Among the entries below, retype exactly the lines starting with the one with "Target: power line" and going on through the one with "Target: green plastic basket", but not the pictures.

Items from a dataset:
┌────────
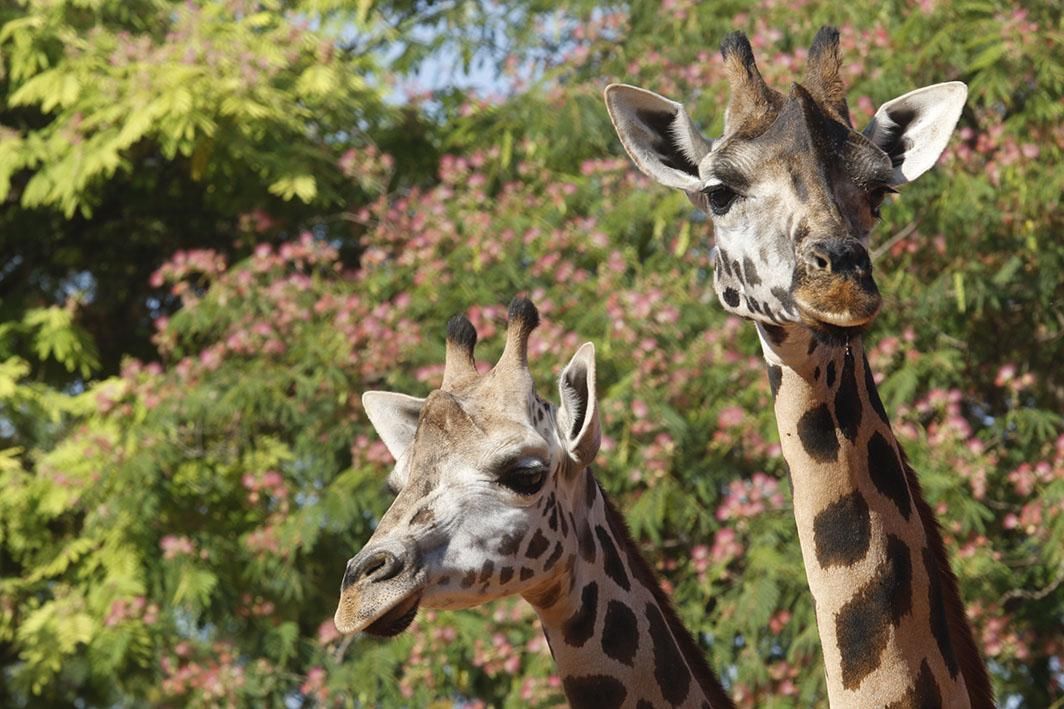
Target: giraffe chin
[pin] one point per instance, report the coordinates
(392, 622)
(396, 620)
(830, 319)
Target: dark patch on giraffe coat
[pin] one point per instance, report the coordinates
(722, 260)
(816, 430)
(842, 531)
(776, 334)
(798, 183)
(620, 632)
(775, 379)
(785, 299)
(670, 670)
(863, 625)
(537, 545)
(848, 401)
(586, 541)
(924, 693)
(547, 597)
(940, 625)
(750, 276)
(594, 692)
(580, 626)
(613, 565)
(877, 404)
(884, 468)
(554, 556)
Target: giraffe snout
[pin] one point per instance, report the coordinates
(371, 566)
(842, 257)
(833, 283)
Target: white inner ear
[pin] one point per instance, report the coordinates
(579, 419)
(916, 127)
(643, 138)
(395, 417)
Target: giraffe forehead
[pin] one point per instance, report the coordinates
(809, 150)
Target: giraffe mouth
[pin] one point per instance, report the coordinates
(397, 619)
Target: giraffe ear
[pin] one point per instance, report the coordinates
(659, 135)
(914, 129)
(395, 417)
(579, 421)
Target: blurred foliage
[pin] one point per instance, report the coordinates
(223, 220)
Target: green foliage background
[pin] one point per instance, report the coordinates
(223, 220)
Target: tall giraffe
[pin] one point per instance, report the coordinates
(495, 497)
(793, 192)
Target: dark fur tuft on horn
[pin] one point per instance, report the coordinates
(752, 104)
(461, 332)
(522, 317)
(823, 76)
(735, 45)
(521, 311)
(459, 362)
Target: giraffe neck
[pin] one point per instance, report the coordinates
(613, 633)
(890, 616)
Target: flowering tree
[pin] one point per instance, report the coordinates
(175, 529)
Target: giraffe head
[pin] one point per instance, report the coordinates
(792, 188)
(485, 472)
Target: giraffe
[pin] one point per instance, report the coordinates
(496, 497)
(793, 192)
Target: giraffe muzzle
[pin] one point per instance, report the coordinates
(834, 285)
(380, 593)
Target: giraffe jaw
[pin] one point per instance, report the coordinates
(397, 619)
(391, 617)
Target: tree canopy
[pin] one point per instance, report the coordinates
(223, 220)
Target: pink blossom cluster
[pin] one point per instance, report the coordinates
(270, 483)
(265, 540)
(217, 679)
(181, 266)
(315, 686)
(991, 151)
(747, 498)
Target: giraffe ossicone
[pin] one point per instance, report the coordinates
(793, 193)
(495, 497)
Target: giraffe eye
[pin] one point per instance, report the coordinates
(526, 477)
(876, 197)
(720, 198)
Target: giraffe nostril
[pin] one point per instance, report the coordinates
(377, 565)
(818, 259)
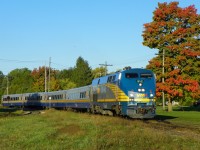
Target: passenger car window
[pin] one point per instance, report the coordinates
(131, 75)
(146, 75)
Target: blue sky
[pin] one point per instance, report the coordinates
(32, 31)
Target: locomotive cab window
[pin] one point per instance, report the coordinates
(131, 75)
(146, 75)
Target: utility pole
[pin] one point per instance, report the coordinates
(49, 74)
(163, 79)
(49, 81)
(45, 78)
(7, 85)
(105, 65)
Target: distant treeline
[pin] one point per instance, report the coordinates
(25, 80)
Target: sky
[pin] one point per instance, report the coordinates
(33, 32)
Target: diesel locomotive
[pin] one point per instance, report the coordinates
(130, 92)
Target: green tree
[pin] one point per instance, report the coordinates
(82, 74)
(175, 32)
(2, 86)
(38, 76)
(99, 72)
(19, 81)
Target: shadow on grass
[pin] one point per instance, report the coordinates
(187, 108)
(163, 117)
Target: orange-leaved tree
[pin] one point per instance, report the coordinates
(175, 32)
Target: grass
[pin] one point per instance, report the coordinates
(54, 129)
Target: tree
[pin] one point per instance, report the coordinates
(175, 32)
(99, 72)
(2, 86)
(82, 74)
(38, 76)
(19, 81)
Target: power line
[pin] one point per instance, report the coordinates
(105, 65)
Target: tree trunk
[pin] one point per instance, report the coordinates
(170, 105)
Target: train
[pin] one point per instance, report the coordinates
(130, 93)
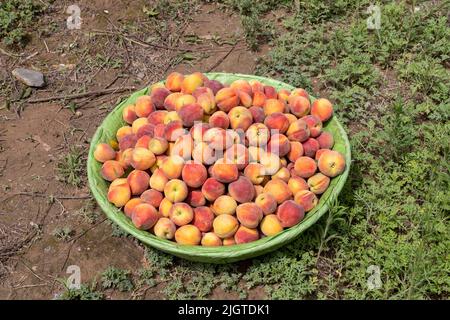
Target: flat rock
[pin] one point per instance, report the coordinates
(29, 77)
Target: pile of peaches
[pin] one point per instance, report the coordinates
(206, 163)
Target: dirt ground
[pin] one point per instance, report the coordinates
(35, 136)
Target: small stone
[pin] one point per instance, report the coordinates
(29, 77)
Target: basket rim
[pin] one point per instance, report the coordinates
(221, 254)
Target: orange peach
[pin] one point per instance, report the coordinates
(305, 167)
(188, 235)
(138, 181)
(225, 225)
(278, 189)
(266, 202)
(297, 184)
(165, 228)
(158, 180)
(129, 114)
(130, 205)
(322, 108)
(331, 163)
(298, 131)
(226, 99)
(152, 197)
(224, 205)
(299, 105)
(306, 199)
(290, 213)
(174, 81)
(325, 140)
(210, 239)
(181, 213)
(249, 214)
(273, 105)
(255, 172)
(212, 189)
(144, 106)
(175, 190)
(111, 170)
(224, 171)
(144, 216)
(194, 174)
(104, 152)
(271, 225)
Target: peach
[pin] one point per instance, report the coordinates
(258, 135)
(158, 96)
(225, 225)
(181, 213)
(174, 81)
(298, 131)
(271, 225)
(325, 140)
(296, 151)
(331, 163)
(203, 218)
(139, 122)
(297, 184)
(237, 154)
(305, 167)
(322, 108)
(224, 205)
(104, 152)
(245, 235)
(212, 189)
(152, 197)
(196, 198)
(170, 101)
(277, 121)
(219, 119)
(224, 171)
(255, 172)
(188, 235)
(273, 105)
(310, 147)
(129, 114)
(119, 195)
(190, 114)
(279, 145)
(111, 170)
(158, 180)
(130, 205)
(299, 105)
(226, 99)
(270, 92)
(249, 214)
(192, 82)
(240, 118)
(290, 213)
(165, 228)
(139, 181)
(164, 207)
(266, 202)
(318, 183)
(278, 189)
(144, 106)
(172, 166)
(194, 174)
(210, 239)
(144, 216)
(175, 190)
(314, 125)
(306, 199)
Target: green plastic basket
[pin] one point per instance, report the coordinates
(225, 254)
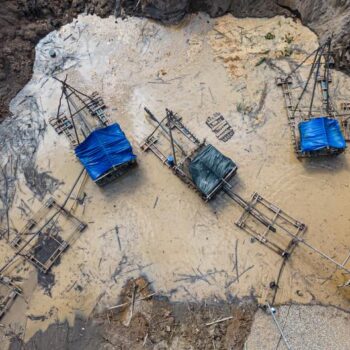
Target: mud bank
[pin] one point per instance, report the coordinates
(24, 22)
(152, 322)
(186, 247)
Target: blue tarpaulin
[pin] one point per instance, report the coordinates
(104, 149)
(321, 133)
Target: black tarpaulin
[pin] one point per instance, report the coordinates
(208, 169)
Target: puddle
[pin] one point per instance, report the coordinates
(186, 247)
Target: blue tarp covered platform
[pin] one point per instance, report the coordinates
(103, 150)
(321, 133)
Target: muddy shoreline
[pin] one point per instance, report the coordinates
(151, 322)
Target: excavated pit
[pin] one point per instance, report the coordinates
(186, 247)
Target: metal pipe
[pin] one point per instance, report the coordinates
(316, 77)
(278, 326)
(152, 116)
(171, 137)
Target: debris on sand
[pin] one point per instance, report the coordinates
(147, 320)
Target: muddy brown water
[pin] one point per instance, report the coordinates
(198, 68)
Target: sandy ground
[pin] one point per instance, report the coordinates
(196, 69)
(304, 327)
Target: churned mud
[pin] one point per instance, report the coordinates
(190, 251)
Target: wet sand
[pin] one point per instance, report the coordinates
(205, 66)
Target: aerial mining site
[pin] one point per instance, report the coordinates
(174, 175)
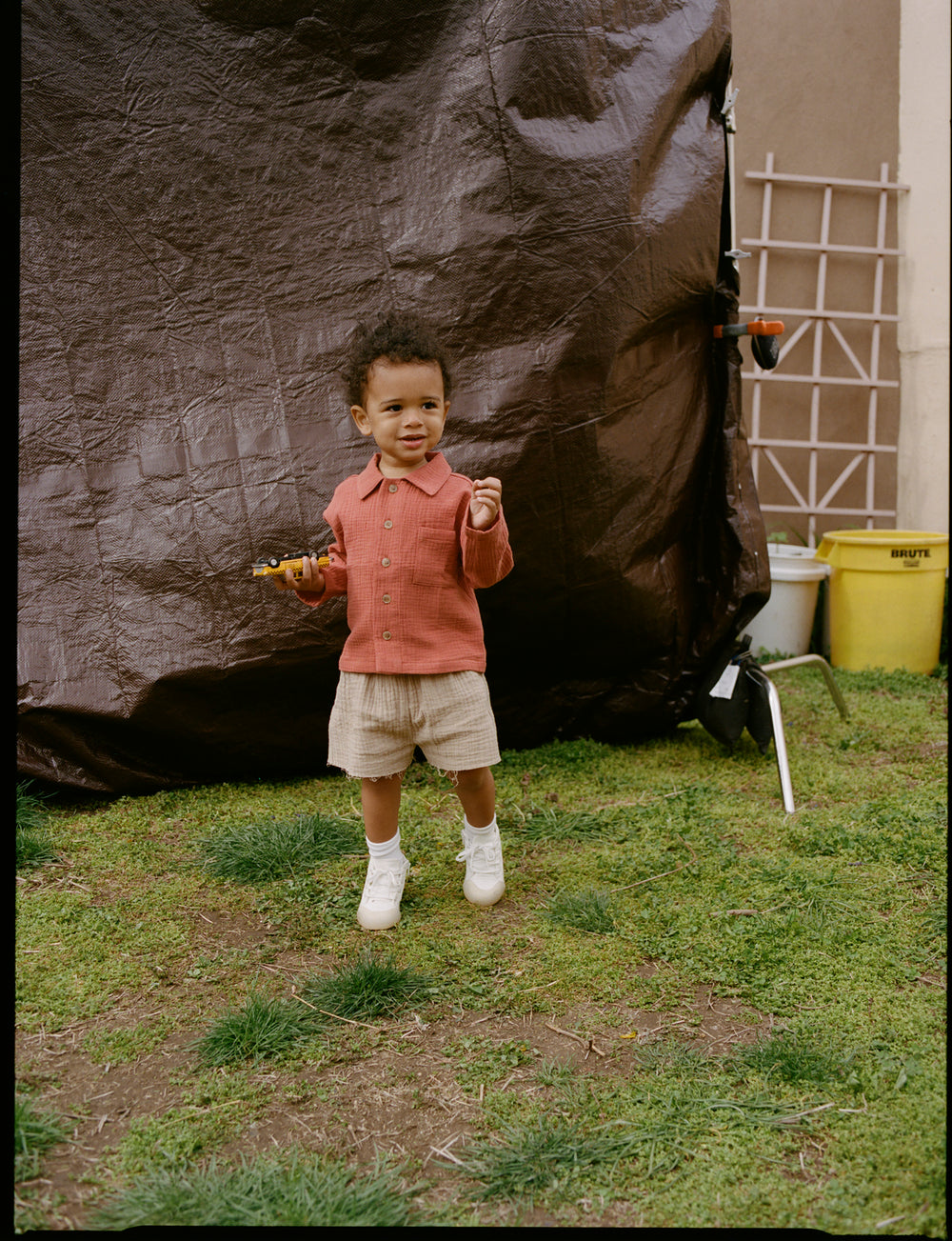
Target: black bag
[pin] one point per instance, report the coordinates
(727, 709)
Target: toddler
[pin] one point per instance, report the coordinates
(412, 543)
└────────
* [TASK ANSWER]:
Target: power line
[pin] one point per instance, report the coordinates
(105, 65)
Target: tree trunk
[pin] one point per instance, report the coordinates
(170, 105)
Target: train
[pin] one point per instance, report the coordinates
(130, 93)
Target: flat rock
[pin] one point per instance, report the coordinates
(29, 77)
Target: pile of peaches
[pin] one point per instance, report the coordinates
(206, 163)
Target: dirt ground
[pin] one point per instance, report the coordinates
(35, 136)
Target: small stone
[pin] one point per instance, report the coordinates
(29, 77)
Target: basket rim
[pin] one point per instance, report the coordinates
(221, 254)
Target: orange peach
[pin] one point per instance, report the coordinates
(305, 167)
(188, 235)
(138, 181)
(225, 225)
(278, 189)
(266, 202)
(297, 184)
(165, 228)
(158, 180)
(129, 114)
(130, 205)
(322, 108)
(331, 163)
(298, 131)
(226, 99)
(152, 197)
(224, 205)
(299, 105)
(306, 199)
(290, 213)
(174, 81)
(325, 140)
(210, 239)
(181, 213)
(249, 214)
(273, 105)
(255, 172)
(212, 189)
(144, 106)
(175, 190)
(111, 170)
(224, 171)
(144, 216)
(194, 174)
(104, 152)
(271, 225)
Target: peach
[pin] one point per instance, report the coordinates
(258, 135)
(158, 96)
(225, 225)
(181, 213)
(174, 81)
(298, 131)
(271, 225)
(325, 140)
(296, 151)
(331, 163)
(203, 218)
(139, 122)
(297, 184)
(237, 154)
(305, 167)
(322, 108)
(224, 205)
(104, 152)
(245, 235)
(212, 189)
(152, 197)
(196, 198)
(170, 101)
(277, 121)
(219, 119)
(224, 171)
(255, 172)
(188, 235)
(273, 105)
(310, 147)
(129, 114)
(119, 195)
(190, 114)
(279, 145)
(111, 170)
(158, 180)
(130, 205)
(299, 105)
(226, 99)
(270, 92)
(249, 214)
(192, 82)
(240, 118)
(290, 213)
(165, 228)
(139, 181)
(164, 207)
(266, 202)
(318, 183)
(278, 189)
(144, 106)
(172, 166)
(194, 174)
(210, 239)
(144, 216)
(175, 190)
(314, 125)
(306, 199)
Target: green plastic basket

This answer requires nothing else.